» **TEXT FOR ANALYSIS**

▼▼▼

Woman Takes Out Her Own Breast Implants Using a Cutter

A mother-of-three from the UK reportedly performed the world’s first DIY breast implant removal at home, because she couldn’t stand her F-cup breasts anymore and wouldn’t get on the health service’s waiting list.

14 years ago, Tonia Rossington, from Skegness, Lincolnshire, underwent a breast-enlargement procedure in Brussels, which increased her bust size from 36B to 36F. At the time, she felt her large breast looked natural, but a few years later, she lost a lot of weight and she began to hate them. She thought they looked ridiculous and couldn’t bare the thought that she was stuck with them for the rest of her life. So she started weighing her options, and somehow eventually decided that the best thing to do was to remove the implants herself.

Photo: Wikimedia Commons

“I would cover them up, wear tight bras and high-necked tops. But the last two years I got really serious about wanting them out,” the 49-year-old woman told British media. “They affected me mentally and physically. I was constantly trying to cover them up.”

A year ago, after learning that a private operation to have the implants removed would cost her £3,000 ($4,200) – which she couldn’t afford – Tonnia wrote to her doctor, telling him that the implants were causing her mental health problems and that she was considering taking them out herself. The UK’s National Health Service (NHS) only performs the operation for free in severe cases, like if the implants rupture or there is excessive scarring. And even so, patients have to get on really long waiting lists, something Rossington really didn’t want to do.

So she started thinking more seriously about a DIY operation. First, she started googling it, and learned that only one other woman had attempted it before, and she had managed to get out one before passing out and being rushed to the hospital. But that didn’t discourage her. The Metro reports that she looked up tutorials on how to do the operation at home, then bought a $1 cutter and decided to get it done while her husband was at work.

Photo: Evam Amos/Wikimedia Commons

“I went upstairs, I got the mirror in front of me. I sat there for a while and thought I’d just cut a little bit to see if it hurts,” Tonnia recalled. “I put the ice underneath where the original scar is. I lifted my boob up and held the ice there for five minutes until I couldn’t bear it any longer. After a bit I pinched the skin and I couldn’t feel anything. I just got the knife and I did a tiny little incision on the original scar tissue and I couldn’t feel a thing. I thought ‘Oh, this doesn’t hurt. Great!'”

She goes on to describe the procedure in great detail, from how she traced the line of her 14-year-old scar, being careful not to hit any major veins or arteries, and how she felt this jelly that turned out to be her fatty tissue, to how she eventually pushed down on her implants until they eventually popped out…

Tonnia Rossington then made makeshift dressings under her breasts, put on a bra to keep them in place and casually drove to Pilgrim Hospital in Boston, Lincolnshire. Once there, the shaking woman handed the emergency room desk clerk a note detailing what she had done. Doctors then squirted saline in the breast where one of her implants had ruptured, to remove any leftover silicone, changed her dressings, and discharged her a few hours later, without stitches.

Photo: Droliver/Wikimedia Commons

“Now that they’re gone I just love it,” Tonnia recently said. “I’ll be honest, they don’t look pretty; there’s a lot of saggy skin, but I would never have implants again. They were the worst mistake I ever made.”

▲▲▲

» **DATA SHOWN**
▼▼▼

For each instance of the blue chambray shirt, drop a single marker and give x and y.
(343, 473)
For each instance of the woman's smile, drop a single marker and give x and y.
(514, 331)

▲▲▲

» **REQUIRED WORK**
1 > List every photo credit given in the article on the DIY breast implant removal.
2 > Copy the passage of the implant removal article starting at "Photo: Wikimedia Commons" and ending at "want to do.".
Answer using only the article, not the listing.

» **OUTPUTS IN ORDER**
1 >
Wikimedia Commons
Evam Amos/Wikimedia Commons
Droliver/Wikimedia Commons

2 >
Photo: Wikimedia Commons

“I would cover them up, wear tight bras and high-necked tops. But the last two years I got really serious about wanting them out,” the 49-year-old woman told British media. “They affected me mentally and physically. I was constantly trying to cover them up.”

A year ago, after learning that a private operation to have the implants removed would cost her £3,000 ($4,200) – which she couldn’t afford – Tonnia wrote to her doctor, telling him that the implants were causing her mental health problems and that she was considering taking them out herself. The UK’s National Health Service (NHS) only performs the operation for free in severe cases, like if the implants rupture or there is excessive scarring. And even so, patients have to get on really long waiting lists, something Rossington really didn’t want to do.